> Problem to solve
Give the rows from the line containing "Each returned marker MUST sit on an instance of the sabc" through the line containing "[[316, 135]]", both included, as a numbered list with blank lines omitted.

> Given information
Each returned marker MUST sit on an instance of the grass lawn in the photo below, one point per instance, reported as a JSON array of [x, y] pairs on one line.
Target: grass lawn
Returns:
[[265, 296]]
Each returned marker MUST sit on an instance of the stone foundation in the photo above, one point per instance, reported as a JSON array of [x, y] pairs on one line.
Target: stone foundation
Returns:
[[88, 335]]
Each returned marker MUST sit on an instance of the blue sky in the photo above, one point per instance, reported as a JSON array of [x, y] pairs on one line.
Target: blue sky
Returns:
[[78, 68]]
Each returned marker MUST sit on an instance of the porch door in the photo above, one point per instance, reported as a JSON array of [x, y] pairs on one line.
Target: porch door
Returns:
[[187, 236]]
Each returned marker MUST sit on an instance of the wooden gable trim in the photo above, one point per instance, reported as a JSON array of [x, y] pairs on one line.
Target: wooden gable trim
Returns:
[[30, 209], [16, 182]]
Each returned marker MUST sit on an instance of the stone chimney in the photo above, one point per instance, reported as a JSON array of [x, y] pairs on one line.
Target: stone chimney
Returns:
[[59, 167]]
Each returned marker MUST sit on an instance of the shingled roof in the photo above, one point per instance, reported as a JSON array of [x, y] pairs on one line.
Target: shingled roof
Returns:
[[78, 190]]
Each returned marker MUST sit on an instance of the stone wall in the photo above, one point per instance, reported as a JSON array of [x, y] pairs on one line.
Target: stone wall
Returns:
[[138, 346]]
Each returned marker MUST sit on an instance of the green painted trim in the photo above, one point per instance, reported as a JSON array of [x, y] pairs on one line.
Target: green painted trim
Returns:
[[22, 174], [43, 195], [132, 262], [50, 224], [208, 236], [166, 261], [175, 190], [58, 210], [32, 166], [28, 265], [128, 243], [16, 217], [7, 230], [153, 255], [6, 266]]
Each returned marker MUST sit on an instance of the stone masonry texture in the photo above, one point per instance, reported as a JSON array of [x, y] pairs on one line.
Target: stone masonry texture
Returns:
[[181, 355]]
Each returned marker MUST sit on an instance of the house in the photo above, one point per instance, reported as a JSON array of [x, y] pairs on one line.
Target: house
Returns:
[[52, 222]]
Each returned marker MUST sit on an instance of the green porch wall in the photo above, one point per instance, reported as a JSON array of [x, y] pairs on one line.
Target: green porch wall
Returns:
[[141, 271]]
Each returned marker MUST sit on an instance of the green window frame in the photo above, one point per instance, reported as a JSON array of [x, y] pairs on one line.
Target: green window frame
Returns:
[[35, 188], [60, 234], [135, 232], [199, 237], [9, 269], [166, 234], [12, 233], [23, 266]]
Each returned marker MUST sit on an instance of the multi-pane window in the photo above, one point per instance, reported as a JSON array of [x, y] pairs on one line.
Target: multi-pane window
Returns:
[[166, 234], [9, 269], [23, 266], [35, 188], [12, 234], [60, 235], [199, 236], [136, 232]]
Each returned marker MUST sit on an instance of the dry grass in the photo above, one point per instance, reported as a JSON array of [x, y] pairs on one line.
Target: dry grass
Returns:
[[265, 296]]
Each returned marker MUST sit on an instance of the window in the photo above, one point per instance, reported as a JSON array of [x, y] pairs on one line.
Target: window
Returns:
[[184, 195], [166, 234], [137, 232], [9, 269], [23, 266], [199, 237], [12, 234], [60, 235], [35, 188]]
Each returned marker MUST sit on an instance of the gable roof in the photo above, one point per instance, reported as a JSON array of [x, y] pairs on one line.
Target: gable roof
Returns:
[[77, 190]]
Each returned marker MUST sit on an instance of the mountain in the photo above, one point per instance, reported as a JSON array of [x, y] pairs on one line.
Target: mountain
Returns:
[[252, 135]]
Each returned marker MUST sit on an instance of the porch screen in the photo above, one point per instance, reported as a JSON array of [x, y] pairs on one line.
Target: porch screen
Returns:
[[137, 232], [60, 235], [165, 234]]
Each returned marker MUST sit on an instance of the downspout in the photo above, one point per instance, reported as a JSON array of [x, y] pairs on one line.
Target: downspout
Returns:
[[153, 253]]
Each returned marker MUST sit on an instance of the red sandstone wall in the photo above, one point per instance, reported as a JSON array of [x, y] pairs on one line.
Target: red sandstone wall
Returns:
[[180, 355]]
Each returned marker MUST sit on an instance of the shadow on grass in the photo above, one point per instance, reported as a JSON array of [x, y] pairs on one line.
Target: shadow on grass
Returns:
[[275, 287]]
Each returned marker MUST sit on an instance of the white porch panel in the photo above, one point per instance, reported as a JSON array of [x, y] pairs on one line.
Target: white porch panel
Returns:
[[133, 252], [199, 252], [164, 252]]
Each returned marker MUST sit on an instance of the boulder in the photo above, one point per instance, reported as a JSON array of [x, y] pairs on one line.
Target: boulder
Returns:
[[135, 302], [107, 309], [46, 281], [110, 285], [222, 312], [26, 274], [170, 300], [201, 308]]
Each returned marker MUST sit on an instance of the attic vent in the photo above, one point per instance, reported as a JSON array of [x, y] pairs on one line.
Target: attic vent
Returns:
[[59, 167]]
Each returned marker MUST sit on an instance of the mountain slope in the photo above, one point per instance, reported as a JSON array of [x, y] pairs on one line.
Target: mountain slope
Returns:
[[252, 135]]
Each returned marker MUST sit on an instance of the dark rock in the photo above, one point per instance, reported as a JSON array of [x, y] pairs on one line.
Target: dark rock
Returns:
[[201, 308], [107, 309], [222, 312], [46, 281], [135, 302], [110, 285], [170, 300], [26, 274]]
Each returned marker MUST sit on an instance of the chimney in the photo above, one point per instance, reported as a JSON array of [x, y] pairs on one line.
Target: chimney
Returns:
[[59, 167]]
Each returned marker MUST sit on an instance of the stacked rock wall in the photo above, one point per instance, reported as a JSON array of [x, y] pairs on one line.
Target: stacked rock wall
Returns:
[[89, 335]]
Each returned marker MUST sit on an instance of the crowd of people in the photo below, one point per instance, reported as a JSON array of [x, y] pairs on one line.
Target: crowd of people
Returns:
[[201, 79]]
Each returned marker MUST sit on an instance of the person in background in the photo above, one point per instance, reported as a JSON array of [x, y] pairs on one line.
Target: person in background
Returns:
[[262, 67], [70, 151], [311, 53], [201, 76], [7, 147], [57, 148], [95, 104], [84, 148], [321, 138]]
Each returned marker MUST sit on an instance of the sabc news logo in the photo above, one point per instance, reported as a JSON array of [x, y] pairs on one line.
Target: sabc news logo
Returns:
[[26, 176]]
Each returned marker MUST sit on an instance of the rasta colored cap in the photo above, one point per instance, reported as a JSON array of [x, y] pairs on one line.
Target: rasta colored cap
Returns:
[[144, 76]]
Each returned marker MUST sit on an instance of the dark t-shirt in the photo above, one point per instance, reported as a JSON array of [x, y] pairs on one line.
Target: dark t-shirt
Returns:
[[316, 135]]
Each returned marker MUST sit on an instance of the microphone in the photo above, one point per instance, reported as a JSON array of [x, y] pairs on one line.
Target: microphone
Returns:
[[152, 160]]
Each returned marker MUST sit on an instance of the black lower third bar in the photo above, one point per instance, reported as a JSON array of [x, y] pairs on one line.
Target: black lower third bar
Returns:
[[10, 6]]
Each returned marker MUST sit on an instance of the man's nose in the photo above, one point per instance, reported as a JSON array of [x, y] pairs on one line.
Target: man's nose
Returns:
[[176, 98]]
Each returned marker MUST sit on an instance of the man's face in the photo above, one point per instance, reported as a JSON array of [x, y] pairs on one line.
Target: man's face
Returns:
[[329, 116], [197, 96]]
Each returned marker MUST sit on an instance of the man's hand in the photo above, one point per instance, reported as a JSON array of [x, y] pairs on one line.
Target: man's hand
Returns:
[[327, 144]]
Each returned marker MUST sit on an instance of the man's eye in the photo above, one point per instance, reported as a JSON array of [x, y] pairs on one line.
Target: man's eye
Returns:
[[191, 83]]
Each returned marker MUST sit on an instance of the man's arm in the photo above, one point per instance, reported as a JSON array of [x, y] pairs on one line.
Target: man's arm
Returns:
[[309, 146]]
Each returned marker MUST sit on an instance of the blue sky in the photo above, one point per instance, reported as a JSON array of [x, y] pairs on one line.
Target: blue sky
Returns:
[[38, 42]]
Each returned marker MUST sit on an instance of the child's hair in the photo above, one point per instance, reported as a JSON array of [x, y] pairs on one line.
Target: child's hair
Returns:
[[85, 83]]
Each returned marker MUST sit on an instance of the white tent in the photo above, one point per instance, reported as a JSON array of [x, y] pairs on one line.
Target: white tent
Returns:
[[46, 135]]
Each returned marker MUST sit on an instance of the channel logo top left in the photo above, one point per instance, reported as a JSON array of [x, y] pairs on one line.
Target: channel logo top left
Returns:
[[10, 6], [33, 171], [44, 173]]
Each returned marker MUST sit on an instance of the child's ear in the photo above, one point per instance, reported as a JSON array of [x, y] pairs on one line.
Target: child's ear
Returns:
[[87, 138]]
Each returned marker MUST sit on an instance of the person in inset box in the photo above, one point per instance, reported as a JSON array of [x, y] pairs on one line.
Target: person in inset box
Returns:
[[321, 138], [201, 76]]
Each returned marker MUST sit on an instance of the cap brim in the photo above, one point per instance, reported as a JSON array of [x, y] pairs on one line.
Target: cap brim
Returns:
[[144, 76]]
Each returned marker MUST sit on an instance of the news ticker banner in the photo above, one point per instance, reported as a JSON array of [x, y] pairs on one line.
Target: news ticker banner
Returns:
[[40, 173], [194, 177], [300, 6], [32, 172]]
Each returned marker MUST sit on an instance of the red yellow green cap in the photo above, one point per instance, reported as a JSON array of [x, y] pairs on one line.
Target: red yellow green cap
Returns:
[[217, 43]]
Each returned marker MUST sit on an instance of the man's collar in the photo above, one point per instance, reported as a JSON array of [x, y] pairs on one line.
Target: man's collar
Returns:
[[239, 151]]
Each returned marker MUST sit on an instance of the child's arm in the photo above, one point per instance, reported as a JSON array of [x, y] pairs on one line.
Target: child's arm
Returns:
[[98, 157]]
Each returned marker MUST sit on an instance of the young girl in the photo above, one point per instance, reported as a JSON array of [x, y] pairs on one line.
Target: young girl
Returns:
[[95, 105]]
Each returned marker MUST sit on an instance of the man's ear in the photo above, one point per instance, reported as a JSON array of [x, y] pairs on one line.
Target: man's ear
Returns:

> Answer to the task
1. Each returned marker MUST sit on an instance of the sabc news logo in the photo above, one point per instance, reported as a JSON array of [x, y] pairs on one line.
2. Target: sabc news logo
3. Returns:
4. [[26, 176]]
5. Each returned marker MUST sit on an instance of the rasta colored cap in the photo above, one point per instance, reported as a JSON array of [x, y] pairs on one line.
6. Target: rasta colored cap
7. Returns:
8. [[144, 76]]
9. Each returned marker MUST sit on an instance of the dark t-shirt in the photo above, one point per instance, reported as a JSON array of [x, y] pairs on one line.
10. Target: dark t-shirt
11. Returns:
12. [[316, 135]]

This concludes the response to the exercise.